Obiettivo A -> Secondo il testo sulla ripresa italiana, di quanto è cresciuto il pil dell'Italia nel primo trimestre 2015 in base alla stima preliminare?
Obiettivo B -> Riporta dal testo sulla ripresa italiana il tratto che va da "L’Italia è fuori" fino a "lavoratori in più.", senza cambiare nulla.

Testo estratto ->
---+---
L’Istat certifica la ripresa, Italia fuori dalla recessione anche se mal distribuita con il Sud che resta indietro. Tornano consumi e produzione

L’Italia è fuori dalla recessione. Ma restano tutte le fragilità di una ripresa ancora incerta e mal distribuita sul territorio. Con il Sud che resta indietro. Certo, ci sono alcuni segnali positivi. Il reddito famiglie si stabilizza per la prima volta da 2008; il fatturato delle imprese, anche quelle piccole, registra un miglioramento, con un incremento di almeno lo 0,8%. Al contrario, continua a soffrire il mercato del lavoro. E per raggiungere la percentuale di occupazione registrata in Ue, l’Italia dovrebbe occupare 3,5 milioni di lavoratori in più.

La crescita. Nei paesi avanzati si segnala una “graduale ripresa ciclica” con il pil dell’Italia che, secondo la stima preliminare, nel primo trimestre 2015 è tornato a crescere dello 0,3% “dopo 5 trimestri di variazioni negative o nulle”. Nei primi mesi del 2015 gli indicatori anticipatori suggeriscono la prosecuzione di una graduale ripresa ciclica nei paesi avanzati, grazie all’azione di stimolo esercitata dalla politica monetaria, dal calo del prezzo del petrolio e, per l’Uem, dal deprezzamento del cambio. Ancora in rallentamento le economie emergenti”, afferma l’Istat nel rapporto.
---+---
Dati ->

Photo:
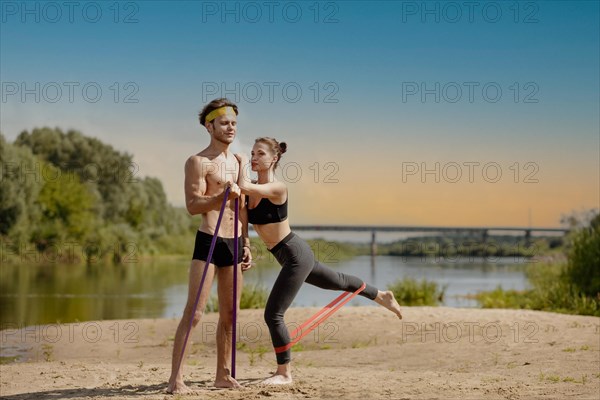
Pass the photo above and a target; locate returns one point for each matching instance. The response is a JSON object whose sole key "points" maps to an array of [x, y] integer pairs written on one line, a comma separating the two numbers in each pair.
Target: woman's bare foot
{"points": [[283, 376], [227, 382], [388, 300], [179, 388]]}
---+---
Risposta finale A -> Dello 0,3%.

Risposta finale B ->
L’Italia è fuori dalla recessione. Ma restano tutte le fragilità di una ripresa ancora incerta e mal distribuita sul territorio. Con il Sud che resta indietro. Certo, ci sono alcuni segnali positivi. Il reddito famiglie si stabilizza per la prima volta da 2008; il fatturato delle imprese, anche quelle piccole, registra un miglioramento, con un incremento di almeno lo 0,8%. Al contrario, continua a soffrire il mercato del lavoro. E per raggiungere la percentuale di occupazione registrata in Ue, l’Italia dovrebbe occupare 3,5 milioni di lavoratori in più.